[Extracted entries]
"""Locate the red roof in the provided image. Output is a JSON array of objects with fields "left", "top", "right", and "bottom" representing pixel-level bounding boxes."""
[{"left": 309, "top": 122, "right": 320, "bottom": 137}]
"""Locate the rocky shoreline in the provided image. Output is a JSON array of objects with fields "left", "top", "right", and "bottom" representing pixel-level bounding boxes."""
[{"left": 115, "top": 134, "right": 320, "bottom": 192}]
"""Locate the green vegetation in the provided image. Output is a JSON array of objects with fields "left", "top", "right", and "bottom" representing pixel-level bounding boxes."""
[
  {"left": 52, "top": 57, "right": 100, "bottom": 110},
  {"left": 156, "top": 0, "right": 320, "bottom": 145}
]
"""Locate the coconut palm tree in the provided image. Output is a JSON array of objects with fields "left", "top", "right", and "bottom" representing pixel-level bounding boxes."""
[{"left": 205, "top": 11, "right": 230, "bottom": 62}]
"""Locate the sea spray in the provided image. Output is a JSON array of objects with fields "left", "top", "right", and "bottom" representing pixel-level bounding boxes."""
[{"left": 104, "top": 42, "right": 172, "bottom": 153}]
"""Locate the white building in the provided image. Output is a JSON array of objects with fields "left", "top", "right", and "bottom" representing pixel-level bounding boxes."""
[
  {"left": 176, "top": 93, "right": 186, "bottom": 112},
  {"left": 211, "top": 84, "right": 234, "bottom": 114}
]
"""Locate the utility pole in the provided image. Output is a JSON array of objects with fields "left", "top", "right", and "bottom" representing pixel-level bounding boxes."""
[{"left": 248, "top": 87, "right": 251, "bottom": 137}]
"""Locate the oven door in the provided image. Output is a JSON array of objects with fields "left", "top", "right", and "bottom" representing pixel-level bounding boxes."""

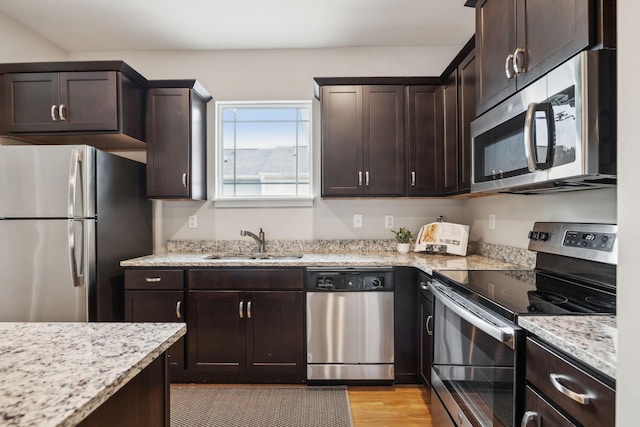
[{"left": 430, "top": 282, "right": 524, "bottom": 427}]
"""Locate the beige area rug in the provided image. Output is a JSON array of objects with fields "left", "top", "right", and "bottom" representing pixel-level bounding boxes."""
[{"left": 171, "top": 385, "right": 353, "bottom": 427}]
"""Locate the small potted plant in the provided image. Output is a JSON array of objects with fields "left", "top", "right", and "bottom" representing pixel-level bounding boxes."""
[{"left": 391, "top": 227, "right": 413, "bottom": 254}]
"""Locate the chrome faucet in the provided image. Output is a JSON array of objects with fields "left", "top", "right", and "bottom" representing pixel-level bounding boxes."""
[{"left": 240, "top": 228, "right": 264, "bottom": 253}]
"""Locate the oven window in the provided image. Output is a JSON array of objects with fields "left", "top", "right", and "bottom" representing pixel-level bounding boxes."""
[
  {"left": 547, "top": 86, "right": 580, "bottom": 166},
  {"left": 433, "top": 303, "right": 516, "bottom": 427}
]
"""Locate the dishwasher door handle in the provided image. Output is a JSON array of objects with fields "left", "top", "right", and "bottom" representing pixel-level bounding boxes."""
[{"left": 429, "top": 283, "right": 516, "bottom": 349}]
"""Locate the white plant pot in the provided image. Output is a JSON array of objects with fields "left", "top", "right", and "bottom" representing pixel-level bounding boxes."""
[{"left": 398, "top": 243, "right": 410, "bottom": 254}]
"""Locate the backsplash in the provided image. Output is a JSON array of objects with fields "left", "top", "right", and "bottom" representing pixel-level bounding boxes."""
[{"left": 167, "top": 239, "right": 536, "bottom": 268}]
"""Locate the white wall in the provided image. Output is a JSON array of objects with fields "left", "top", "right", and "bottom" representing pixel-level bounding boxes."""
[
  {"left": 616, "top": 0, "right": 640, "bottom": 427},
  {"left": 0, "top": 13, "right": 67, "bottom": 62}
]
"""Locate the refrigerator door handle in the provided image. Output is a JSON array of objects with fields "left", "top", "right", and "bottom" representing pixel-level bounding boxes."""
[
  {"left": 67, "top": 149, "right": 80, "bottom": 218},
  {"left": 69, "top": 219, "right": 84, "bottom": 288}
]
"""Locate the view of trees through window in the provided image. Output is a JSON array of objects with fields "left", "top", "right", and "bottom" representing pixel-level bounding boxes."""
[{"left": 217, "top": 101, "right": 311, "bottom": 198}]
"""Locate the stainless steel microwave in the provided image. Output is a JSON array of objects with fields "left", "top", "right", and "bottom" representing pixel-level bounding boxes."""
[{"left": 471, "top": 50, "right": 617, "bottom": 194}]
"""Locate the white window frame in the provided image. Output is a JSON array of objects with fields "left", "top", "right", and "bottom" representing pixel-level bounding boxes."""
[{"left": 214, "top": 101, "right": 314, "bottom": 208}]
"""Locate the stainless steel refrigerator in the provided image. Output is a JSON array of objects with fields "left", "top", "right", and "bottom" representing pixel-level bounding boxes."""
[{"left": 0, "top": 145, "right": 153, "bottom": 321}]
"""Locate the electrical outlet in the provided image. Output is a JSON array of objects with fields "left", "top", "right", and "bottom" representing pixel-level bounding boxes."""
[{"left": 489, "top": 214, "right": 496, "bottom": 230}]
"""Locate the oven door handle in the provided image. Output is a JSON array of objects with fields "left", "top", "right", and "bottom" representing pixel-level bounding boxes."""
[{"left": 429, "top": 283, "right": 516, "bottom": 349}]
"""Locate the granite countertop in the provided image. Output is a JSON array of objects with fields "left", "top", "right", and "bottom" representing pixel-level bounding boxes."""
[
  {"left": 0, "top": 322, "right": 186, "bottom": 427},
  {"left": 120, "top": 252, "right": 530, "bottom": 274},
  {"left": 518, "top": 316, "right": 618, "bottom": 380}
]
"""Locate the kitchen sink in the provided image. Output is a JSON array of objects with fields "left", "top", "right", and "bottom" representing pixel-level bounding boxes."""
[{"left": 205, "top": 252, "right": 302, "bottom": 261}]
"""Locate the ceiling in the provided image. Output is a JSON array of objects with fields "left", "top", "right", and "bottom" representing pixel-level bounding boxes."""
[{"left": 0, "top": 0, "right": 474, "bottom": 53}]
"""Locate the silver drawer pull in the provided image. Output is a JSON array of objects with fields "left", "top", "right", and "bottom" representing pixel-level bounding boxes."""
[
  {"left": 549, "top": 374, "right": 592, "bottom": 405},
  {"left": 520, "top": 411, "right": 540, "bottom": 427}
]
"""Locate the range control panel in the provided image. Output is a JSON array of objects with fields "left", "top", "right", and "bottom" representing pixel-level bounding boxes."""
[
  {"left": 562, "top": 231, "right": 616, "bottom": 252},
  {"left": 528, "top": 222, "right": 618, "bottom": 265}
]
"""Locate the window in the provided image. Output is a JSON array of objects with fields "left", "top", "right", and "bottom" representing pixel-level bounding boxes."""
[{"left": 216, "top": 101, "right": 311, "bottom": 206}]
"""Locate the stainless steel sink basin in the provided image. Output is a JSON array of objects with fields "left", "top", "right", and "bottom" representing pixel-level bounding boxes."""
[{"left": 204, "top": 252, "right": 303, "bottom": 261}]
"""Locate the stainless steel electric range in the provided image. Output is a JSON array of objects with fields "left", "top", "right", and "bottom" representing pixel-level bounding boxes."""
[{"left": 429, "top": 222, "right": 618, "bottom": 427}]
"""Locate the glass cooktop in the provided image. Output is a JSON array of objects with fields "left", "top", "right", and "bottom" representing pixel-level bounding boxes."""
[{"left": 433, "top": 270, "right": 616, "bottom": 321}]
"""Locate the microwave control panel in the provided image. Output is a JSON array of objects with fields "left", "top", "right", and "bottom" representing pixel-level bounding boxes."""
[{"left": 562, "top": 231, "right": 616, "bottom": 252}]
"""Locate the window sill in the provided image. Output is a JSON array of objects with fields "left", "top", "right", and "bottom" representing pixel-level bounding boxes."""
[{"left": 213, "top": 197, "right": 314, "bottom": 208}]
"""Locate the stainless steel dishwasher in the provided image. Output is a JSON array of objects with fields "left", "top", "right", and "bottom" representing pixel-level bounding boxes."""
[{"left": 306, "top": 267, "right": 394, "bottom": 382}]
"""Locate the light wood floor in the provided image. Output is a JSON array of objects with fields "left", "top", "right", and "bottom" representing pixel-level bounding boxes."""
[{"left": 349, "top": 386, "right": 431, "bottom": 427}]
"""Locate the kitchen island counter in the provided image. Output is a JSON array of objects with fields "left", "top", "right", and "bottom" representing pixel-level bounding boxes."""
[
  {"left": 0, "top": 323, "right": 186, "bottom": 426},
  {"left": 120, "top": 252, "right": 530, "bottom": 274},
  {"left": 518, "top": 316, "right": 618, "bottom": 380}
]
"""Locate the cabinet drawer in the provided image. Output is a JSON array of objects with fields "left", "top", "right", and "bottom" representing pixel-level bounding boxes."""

> **Task brief**: Reproduce the stretch of the entries from the line containing "the microwave control" through the end of the entries as a numbered list, one line per item, omitting blank lines.

> **Response**:
1. """Locate the microwave control panel in the provided image. Output is a JSON array of objects with fields "left", "top", "right", and "bottom" representing pixel-level bounding boxes."""
2. [{"left": 562, "top": 231, "right": 616, "bottom": 252}]
3. """Locate the window sill in the provided image. Output is a JSON array of objects with fields "left", "top", "right", and "bottom" representing pixel-level bounding boxes."""
4. [{"left": 213, "top": 197, "right": 314, "bottom": 208}]
5. """Locate the stainless steel dishwasher in the provided image. Output is a JSON array of objects with fields "left", "top", "right", and "bottom" representing pixel-level bounding boxes."""
6. [{"left": 306, "top": 267, "right": 394, "bottom": 382}]
7. """Locate the light wood floor in the provided image. Output is a JSON array of objects with fields "left", "top", "right", and "bottom" representing pixel-level bounding boxes."""
8. [{"left": 349, "top": 386, "right": 431, "bottom": 427}]
9. """Locate the kitchen island counter in the provided image. Output is a JSON array of objects with fields "left", "top", "right", and "bottom" representing pixel-level bounding boxes."""
10. [
11.   {"left": 0, "top": 323, "right": 186, "bottom": 426},
12.   {"left": 120, "top": 252, "right": 530, "bottom": 274},
13.   {"left": 518, "top": 316, "right": 618, "bottom": 380}
14. ]
15. """Locate the cabinet drawer in the provided image. Output is a JSON array of objects with fields "left", "top", "right", and "bottom" representing pixel-level bounding boxes."""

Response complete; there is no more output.